[What is required] A word-for-word restatement of all the records is the required answer.

[Exercise data]
»»

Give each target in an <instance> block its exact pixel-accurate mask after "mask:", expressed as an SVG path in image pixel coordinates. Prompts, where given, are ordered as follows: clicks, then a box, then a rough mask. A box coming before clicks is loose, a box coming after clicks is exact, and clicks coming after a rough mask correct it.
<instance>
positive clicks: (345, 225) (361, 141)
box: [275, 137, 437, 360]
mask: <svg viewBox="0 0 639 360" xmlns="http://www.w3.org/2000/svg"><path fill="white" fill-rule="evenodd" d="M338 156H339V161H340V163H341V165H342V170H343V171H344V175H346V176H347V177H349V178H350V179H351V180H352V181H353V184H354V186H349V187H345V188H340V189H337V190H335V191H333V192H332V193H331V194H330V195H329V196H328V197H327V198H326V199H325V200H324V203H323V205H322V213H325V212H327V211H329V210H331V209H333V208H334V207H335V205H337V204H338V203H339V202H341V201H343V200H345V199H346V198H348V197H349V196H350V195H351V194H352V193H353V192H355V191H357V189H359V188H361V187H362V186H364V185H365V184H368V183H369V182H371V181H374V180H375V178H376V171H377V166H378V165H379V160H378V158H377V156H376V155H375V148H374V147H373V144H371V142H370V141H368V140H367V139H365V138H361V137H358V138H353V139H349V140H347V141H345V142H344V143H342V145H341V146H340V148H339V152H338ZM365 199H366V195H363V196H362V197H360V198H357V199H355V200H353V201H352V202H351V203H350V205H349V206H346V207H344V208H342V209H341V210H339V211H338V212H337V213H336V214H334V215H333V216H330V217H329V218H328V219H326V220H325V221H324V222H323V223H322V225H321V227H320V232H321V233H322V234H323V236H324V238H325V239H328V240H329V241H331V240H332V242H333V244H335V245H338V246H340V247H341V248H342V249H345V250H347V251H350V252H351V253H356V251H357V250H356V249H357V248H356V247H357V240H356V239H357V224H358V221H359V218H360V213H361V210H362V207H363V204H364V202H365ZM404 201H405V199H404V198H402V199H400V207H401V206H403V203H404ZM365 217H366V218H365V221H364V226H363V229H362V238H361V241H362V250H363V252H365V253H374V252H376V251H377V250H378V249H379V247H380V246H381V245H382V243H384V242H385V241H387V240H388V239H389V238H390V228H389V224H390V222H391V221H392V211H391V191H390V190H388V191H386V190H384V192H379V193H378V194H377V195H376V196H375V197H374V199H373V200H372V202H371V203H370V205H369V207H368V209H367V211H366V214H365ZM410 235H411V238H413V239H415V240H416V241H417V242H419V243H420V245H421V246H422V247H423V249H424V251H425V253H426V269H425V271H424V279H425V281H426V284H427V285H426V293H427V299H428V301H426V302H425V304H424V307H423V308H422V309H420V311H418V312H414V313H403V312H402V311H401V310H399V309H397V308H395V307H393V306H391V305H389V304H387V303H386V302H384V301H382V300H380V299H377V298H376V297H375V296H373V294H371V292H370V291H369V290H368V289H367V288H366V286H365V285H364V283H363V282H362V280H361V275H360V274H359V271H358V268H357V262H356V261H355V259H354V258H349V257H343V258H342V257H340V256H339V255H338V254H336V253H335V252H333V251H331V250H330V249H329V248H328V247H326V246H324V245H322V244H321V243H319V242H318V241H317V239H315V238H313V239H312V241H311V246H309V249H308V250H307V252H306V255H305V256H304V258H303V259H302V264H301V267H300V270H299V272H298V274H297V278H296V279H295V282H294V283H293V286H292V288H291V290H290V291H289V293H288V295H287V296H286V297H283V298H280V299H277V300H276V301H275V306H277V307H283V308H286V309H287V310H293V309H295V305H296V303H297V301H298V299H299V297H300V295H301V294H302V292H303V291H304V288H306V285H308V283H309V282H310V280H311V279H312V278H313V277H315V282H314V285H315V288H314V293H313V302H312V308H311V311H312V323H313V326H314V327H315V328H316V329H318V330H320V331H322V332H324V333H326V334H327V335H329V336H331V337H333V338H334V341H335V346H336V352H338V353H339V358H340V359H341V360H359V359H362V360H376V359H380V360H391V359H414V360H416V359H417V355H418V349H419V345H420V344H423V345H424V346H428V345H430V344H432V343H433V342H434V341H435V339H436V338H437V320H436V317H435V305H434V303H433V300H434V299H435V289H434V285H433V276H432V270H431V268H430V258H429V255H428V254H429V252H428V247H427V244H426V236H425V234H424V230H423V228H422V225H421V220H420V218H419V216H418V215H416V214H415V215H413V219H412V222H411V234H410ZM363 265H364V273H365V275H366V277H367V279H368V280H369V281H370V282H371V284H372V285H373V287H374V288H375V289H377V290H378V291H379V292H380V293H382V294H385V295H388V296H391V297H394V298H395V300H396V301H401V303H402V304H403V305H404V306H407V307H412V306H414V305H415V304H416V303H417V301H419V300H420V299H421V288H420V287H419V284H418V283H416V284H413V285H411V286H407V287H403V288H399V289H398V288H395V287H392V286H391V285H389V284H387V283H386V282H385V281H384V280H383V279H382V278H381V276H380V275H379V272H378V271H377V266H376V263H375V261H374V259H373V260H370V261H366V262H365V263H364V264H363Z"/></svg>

««

[Exercise response]
Give each target in an <instance> block its exact pixel-accurate mask after "mask:", expressed as an SVG path in image pixel coordinates. Prompts, where given, are ordered as follows: clicks, then a box, then a rough mask. A box coming before clicks is loose, a box coming after clicks is exact, and clicks coming after a rough mask correct it.
<instance>
positive clicks: (345, 225) (361, 141)
box: [275, 137, 437, 360]
mask: <svg viewBox="0 0 639 360" xmlns="http://www.w3.org/2000/svg"><path fill="white" fill-rule="evenodd" d="M338 156H339V161H340V163H341V165H342V170H343V171H344V175H346V176H347V177H349V178H350V179H351V180H352V181H353V184H354V186H349V187H345V188H340V189H337V190H335V191H333V192H332V193H331V194H330V195H329V196H328V197H327V198H326V199H325V200H324V203H323V205H322V213H325V212H327V211H329V210H331V209H333V208H334V207H335V205H337V204H338V203H339V202H341V201H343V200H345V199H346V198H348V197H349V196H350V195H351V194H352V193H353V192H355V191H357V189H359V188H361V187H362V186H364V185H365V184H368V183H369V182H371V181H374V180H375V178H376V171H377V166H378V165H379V160H378V158H377V156H376V155H375V148H374V147H373V144H371V142H370V141H368V140H367V139H365V138H361V137H358V138H353V139H349V140H347V141H345V142H344V143H342V145H341V146H340V148H339V152H338ZM365 199H366V195H363V196H362V197H360V198H357V199H355V200H353V201H352V202H351V203H350V205H349V206H346V207H344V208H342V209H341V210H339V211H338V212H337V213H336V214H334V215H333V216H330V217H329V218H328V219H326V220H325V221H324V222H323V223H322V225H321V227H320V232H321V233H322V234H323V236H324V238H325V239H328V240H329V241H331V240H332V242H333V244H335V245H338V246H340V247H341V248H342V249H345V250H347V251H350V252H351V253H356V251H357V250H356V249H357V248H356V247H357V240H356V239H357V224H358V221H359V218H360V213H361V210H362V207H363V204H364V202H365ZM404 201H405V199H404V198H402V199H400V207H401V206H403V203H404ZM365 217H366V218H365V221H364V226H363V229H362V238H361V241H362V250H363V252H365V253H374V252H376V251H377V250H378V249H379V247H380V246H381V245H382V243H384V242H385V241H387V240H388V239H389V238H390V228H389V224H390V222H391V221H392V211H391V191H390V190H388V191H386V190H384V192H379V193H378V194H377V195H376V196H375V197H374V199H373V200H372V202H371V203H370V205H369V207H368V209H367V211H366V214H365ZM410 235H411V238H413V239H415V240H416V241H417V242H419V243H420V245H421V246H422V247H423V249H424V251H425V253H426V269H425V271H424V279H425V281H426V284H427V285H426V293H427V299H428V301H426V302H425V304H424V307H423V308H422V309H420V311H418V312H414V313H403V312H402V311H401V310H399V309H397V308H395V307H393V306H391V305H389V304H387V303H386V302H384V301H382V300H380V299H377V298H376V297H375V296H373V294H371V292H370V291H369V290H368V289H367V288H366V286H365V285H364V283H363V282H362V280H361V275H360V274H359V271H358V268H357V262H356V261H355V259H354V258H349V257H343V258H342V257H340V256H339V255H338V254H336V253H335V252H333V251H331V250H330V249H329V248H328V247H326V246H324V245H322V244H321V243H319V242H318V241H317V239H315V238H313V239H312V241H311V246H309V249H308V250H307V252H306V255H305V256H304V258H303V259H302V264H301V267H300V270H299V272H298V274H297V278H296V279H295V282H294V283H293V286H292V288H291V290H290V291H289V293H288V295H287V296H286V297H283V298H280V299H277V300H276V301H275V306H277V307H283V308H286V309H287V310H293V309H295V305H296V303H297V301H298V299H299V297H300V295H301V294H302V292H303V291H304V288H306V285H308V283H309V282H310V280H311V279H312V278H313V277H315V282H314V285H315V288H314V293H313V302H312V308H311V311H312V323H313V326H314V327H315V328H316V329H318V330H320V331H322V332H324V333H326V334H327V335H329V336H331V337H333V338H334V341H335V346H336V352H338V353H339V358H340V359H341V360H359V359H362V360H376V359H380V360H391V359H414V360H416V359H417V355H418V349H419V345H420V344H423V345H424V346H428V345H430V344H432V343H433V342H434V341H435V339H436V338H437V320H436V317H435V305H434V303H433V300H434V299H435V289H434V285H433V276H432V270H431V268H430V258H429V255H428V254H429V252H428V247H427V244H426V236H425V234H424V230H423V228H422V225H421V220H420V218H419V216H418V215H416V214H415V215H413V219H412V222H411V234H410ZM363 265H364V273H365V275H366V277H367V279H368V280H369V281H370V282H371V284H372V285H373V287H374V288H375V289H377V290H378V291H379V292H380V293H382V294H385V295H388V296H391V297H394V298H395V300H396V301H401V303H402V304H403V305H404V306H407V307H412V306H414V305H415V304H416V303H417V301H419V300H420V299H421V288H420V287H419V284H418V283H416V284H413V285H411V286H407V287H403V288H399V289H398V288H395V287H392V286H391V285H389V284H387V283H386V282H385V281H384V280H383V279H382V278H381V276H380V275H379V272H378V271H377V266H376V263H375V261H374V259H373V260H370V261H366V262H365V263H364V264H363Z"/></svg>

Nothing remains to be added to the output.